• _Prompt_
Copy every line of the listing below without changing anything.

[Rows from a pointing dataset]
::::

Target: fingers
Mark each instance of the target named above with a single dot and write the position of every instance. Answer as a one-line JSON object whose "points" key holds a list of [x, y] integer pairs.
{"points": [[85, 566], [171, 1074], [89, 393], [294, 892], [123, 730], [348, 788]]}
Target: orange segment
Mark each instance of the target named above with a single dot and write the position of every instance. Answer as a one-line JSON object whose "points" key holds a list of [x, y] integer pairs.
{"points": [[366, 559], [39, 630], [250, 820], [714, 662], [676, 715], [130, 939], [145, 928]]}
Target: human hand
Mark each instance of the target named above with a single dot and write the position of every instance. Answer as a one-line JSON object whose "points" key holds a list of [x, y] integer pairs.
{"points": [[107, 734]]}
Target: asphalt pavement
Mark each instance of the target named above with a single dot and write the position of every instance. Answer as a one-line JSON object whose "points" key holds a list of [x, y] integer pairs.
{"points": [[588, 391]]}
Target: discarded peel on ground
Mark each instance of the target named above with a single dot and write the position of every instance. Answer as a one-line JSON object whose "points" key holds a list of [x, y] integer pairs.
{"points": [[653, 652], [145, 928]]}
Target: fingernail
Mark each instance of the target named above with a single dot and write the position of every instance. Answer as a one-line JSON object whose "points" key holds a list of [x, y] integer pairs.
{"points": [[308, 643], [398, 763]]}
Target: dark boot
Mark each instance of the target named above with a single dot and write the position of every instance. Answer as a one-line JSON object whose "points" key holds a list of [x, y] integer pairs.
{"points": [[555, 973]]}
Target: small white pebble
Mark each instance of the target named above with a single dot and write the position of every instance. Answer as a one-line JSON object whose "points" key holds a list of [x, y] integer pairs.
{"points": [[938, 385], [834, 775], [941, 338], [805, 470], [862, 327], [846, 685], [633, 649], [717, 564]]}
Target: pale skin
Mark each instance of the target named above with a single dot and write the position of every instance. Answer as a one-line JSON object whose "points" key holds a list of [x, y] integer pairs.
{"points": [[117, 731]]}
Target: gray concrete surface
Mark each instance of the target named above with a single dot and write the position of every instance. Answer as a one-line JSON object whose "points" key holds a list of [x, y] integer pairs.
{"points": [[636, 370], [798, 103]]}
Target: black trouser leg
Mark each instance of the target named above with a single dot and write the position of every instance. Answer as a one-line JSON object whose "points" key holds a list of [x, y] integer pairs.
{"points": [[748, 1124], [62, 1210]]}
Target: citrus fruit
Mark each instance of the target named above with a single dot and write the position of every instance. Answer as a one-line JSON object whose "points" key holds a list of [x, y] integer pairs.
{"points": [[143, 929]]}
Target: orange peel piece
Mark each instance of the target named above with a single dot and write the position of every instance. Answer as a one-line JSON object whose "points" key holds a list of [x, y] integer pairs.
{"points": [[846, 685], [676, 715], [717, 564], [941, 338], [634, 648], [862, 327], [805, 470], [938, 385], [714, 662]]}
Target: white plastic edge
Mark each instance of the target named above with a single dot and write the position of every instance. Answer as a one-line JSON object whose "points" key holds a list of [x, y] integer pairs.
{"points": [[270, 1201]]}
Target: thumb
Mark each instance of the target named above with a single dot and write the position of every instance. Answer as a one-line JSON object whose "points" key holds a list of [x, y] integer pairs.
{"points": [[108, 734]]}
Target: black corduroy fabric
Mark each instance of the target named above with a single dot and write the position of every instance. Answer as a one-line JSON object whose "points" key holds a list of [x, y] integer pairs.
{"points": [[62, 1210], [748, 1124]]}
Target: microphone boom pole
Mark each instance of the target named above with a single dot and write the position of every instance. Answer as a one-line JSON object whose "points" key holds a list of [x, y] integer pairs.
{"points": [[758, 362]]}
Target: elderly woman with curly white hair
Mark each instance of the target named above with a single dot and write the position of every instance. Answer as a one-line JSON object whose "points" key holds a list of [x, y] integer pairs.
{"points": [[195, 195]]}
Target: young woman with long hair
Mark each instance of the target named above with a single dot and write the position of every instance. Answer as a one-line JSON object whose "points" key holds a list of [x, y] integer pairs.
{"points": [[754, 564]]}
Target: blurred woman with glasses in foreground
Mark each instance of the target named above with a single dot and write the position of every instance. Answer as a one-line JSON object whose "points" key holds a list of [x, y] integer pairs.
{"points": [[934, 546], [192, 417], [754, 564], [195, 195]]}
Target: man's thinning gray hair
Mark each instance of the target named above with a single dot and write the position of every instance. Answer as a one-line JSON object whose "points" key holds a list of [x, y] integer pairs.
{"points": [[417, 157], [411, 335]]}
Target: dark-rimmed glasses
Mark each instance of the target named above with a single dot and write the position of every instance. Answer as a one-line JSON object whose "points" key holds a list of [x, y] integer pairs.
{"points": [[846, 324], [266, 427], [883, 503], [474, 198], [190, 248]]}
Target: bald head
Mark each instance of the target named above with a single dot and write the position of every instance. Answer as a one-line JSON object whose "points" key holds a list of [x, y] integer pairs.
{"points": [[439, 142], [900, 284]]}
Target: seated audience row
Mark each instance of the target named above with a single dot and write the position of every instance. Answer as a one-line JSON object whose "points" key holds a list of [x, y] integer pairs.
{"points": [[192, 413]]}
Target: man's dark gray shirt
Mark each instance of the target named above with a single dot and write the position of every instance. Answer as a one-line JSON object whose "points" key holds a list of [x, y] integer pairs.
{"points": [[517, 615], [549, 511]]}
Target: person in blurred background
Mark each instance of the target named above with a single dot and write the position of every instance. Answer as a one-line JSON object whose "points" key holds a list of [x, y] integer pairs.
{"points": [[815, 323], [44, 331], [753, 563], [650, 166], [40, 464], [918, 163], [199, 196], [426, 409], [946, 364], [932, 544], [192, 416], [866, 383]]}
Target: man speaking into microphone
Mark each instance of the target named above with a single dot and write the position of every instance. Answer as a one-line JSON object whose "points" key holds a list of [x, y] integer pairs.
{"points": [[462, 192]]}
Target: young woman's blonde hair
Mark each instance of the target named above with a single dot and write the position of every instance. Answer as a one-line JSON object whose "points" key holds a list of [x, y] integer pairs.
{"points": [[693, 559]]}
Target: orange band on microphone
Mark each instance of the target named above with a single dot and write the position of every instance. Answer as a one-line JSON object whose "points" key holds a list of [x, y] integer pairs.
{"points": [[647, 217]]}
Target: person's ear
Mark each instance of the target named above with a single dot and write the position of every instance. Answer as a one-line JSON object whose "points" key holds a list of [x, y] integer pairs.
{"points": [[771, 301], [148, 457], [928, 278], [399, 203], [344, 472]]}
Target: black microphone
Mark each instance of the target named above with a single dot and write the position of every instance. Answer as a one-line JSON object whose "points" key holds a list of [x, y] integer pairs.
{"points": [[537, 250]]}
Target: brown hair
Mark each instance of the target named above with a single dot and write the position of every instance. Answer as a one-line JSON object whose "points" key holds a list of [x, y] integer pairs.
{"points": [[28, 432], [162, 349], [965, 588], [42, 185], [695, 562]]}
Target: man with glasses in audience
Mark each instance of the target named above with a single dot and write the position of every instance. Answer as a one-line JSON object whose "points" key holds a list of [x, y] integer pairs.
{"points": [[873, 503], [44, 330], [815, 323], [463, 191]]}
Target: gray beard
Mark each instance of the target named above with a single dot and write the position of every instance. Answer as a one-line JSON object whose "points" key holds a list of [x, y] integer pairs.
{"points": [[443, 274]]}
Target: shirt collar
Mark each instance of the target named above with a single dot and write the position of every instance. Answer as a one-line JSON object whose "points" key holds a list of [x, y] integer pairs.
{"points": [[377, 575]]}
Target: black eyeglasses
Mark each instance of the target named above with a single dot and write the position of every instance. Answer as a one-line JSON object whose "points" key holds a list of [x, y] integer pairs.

::::

• _Task result_
Target: fingers
Mark each instance of the target named above with a single dot and write the position of every instance. Answer as a one-line JSON object whose "points" key holds a list of [x, y] integer pairs.
{"points": [[85, 566], [171, 1074], [89, 393], [294, 892], [123, 730], [348, 788]]}
Target: orange segment
Mark each instance of the target named above with a single dot and write the position of every instance. Answer as a one-line JSON object whose "points" key holds a list of [x, y] integer pairs.
{"points": [[366, 559], [39, 630], [250, 820], [714, 662], [676, 715], [130, 939], [145, 928]]}
Target: human hand
Mark each instance of the target named above with a single dot and write the position of every instance. Answer as a one-line JSON object whose "points" key holds a list of [x, y] integer pairs.
{"points": [[107, 734]]}
Target: asphalt pavement
Mark each instance of the target named above with a single dot and write the position of every instance. Answer as a one-line JSON object whose "points" key holds a list of [x, y] integer pairs.
{"points": [[588, 391]]}
Target: discarded peel on ground
Mark each instance of the target named above with a single dot and write the position of every instance. Answer as a one-line JSON object whose "points" key holds a list of [x, y] integer pairs.
{"points": [[653, 652], [145, 928]]}
Target: fingernail
Mark each instance of the target named above with a single dot and write the position of every instance. Answer as a one-line JSON object whose "points" key holds a list of [x, y] integer pairs.
{"points": [[308, 643], [398, 763]]}
Target: dark boot
Mark each instance of the target named above with a single dot and write the position of every instance. Answer as a one-line JSON object whose "points" key holds a list of [x, y] integer pairs.
{"points": [[555, 973]]}
Target: small white pebble
Mark each instance of the target named above with a single dot and write the position of every instance. Answer as a one-line JSON object whose "points" key holds a list of [x, y] integer pairs.
{"points": [[938, 385], [834, 775], [941, 338], [805, 470], [862, 327], [846, 685], [633, 649], [717, 564]]}
Target: pale skin
Mark each instance of the target named above with a single dot and write the position of every instance. Answer as a one-line JSON object whose "points" key holds a list of [x, y] integer pairs.
{"points": [[117, 731]]}
Target: gray concrete surface
Mark each instance of the target named above with a single dot and write the position of every instance. Answer as a one-line JSON object whose "points" key holds a list of [x, y] integer pairs.
{"points": [[636, 370], [798, 103]]}
Target: black trouser leg
Mark each instance of the target named above with a single dot and write the position of every instance. Answer as a one-line JSON object whose "points" key holds a list of [x, y] integer pairs.
{"points": [[748, 1124], [62, 1210]]}
Target: citrus fruit
Mark each instance of the target named above with a single dot and write the position of every instance. Answer as a one-line JSON object whose "points" key holds a list of [x, y] integer pairs.
{"points": [[143, 929]]}
Target: orange peel piece
Mark each instance of the target named above with a single dot and write the position of every instance. Answer as a one-line JSON object whose "points" key holds a list of [x, y] integer pairs.
{"points": [[846, 685], [676, 715], [717, 564], [941, 338], [634, 648], [862, 327], [805, 470], [938, 385], [714, 662]]}
Target: white plastic edge
Mark each instance of the target named above with a single dot and write the position of every instance. Answer as a one-line JSON object whose "points" key holds a list of [x, y] integer pairs.
{"points": [[270, 1201]]}
Target: thumb
Mark each instance of the target named above with a single dot and write the position of every instance. Answer as a one-line JSON object whose "points" key holds a list of [x, y] integer pairs.
{"points": [[108, 734]]}
Target: black corduroy fabric
Mark each instance of the target named above with a single dot and write the position of every instance. Answer as a one-line JSON object whose "points" key holds a list of [x, y] integer pairs.
{"points": [[62, 1210], [748, 1124]]}
Target: microphone boom pole
Mark each instance of the target named above with a single dot and write the position of every instance. Answer as a one-line JSON object whose "points" key holds a list of [x, y] integer pairs.
{"points": [[758, 362]]}
Target: elderly woman with curly white hair
Mark each instance of the target named above with a single dot and write the position of every instance. Answer as a one-line JSON object whose "points" key holds a list of [x, y] integer pairs.
{"points": [[195, 195]]}
Target: young woman with long hair
Mark each instance of the target named above with a single dot and write the position of every instance. Answer as a one-line JSON object whose "points" key holds a list of [x, y] integer pairs.
{"points": [[754, 564]]}
Target: blurred woman with glasses in foreground
Mark each instance of the target named above with a single dot and write the position of every instance. Answer as a one-line JSON object whose "points" key holds a list of [x, y] integer pairs.
{"points": [[934, 546], [192, 417], [754, 564], [195, 195]]}
Target: man's thinning gray hair
Mark each instance of the target named above with a single dot and write the position of every instance. Answer as a one-line JSON object whose "points" key holds a list of [x, y] integer pairs.
{"points": [[417, 157], [411, 335]]}
Target: dark-rimmed glasses
Mark each instance of the target named above with a single dot and write the position of every instance. Answer as a one-line JSON object whose "points" key holds a list of [x, y] integer pairs.
{"points": [[846, 324], [266, 427], [883, 503], [474, 198], [190, 248]]}
Target: bald head
Mark each instance of the target named above with a single dot and write the position of every instance. Answer as a one-line JSON object whose "points" key holds a list of [x, y] integer pairs.
{"points": [[439, 142], [900, 284]]}
Target: seated audience row
Mark each instance of the target named above with a single dot and write the position of every instance. Answer as a one-line JSON object whose "points" key holds a list of [x, y] integer pairs.
{"points": [[192, 413]]}
Target: man's dark gray shirt
Mark each instance of the target named above with a single dot and write the position of every instance. Answer as a one-line JSON object whose "points" key holds a list of [x, y] integer pairs.
{"points": [[517, 615], [549, 511]]}
Target: person in blurred background
Mark each instance of the target named above with a single dot and write the position of every instance. Answer as a one-line JSON object whose "points" key holds a list of [x, y] integer pairs.
{"points": [[815, 323], [44, 331], [753, 563], [650, 166], [40, 464], [918, 163], [199, 196], [426, 409], [946, 364], [932, 544], [192, 416], [866, 383]]}
Target: man speaking into microphone
Mark each instance of the target named above with a single dot and write the position of every instance. Answer as a one-line JSON object whose "points" key holds a list of [x, y] integer pairs.
{"points": [[462, 192]]}
Target: young woman's blonde hair
Mark each instance of the target named above with a single dot and write the position of every instance. Answer as a one-line JSON object whose "points" key holds a list of [x, y] integer pairs.
{"points": [[693, 559]]}
Target: orange band on microphone
Mark each instance of the target named above with a single dot and write the position of every instance. Answer as a one-line JSON object whose "points" key holds a list of [x, y] integer pairs.
{"points": [[647, 217]]}
Target: person's ear
Mark each instance of the target named above with a single dot and write the position of every instance. Answer as a one-line JSON object whose "points" key holds a list of [x, y] integer pairs.
{"points": [[771, 301], [148, 457], [928, 278], [399, 203], [344, 472]]}
Target: black microphone
Mark each instance of the target named above with a single dot and write the position of every instance. Answer as a one-line JSON object whose "points" key holds a list of [x, y] integer pairs.
{"points": [[537, 250]]}
Target: brown hair
Mark each instance of the target named above with a single dot and write the position of every instance. Answer as a one-line JSON object whose "points" key holds a list of [x, y] integer pairs.
{"points": [[28, 432], [162, 349], [965, 588], [42, 185], [695, 562]]}
Target: man with glasses in audience
Mark each instance of the target named above with a single dot and write the position of every instance. Answer as a one-line JSON object whose "points" key holds a list of [x, y] integer pairs.
{"points": [[873, 503], [44, 330], [815, 323], [463, 191]]}
Target: gray beard
Mark each instance of the target named above with a single dot and write the position of every instance. Answer as a one-line JSON object whose "points" key holds a list of [x, y] integer pairs.
{"points": [[443, 274]]}
Target: shirt collar
Mark each instance of the target named above with a single dot and write the position of every instance. Answer as a one-line JSON object whose "points" key holds a list of [x, y] integer pairs.
{"points": [[377, 575]]}
Target: black eyeglasses
Mark each instance of the target named above with a single dot and write the position of every instance. Answer as a one-line JSON object whose "points" key holds a list of [x, y] integer pairs.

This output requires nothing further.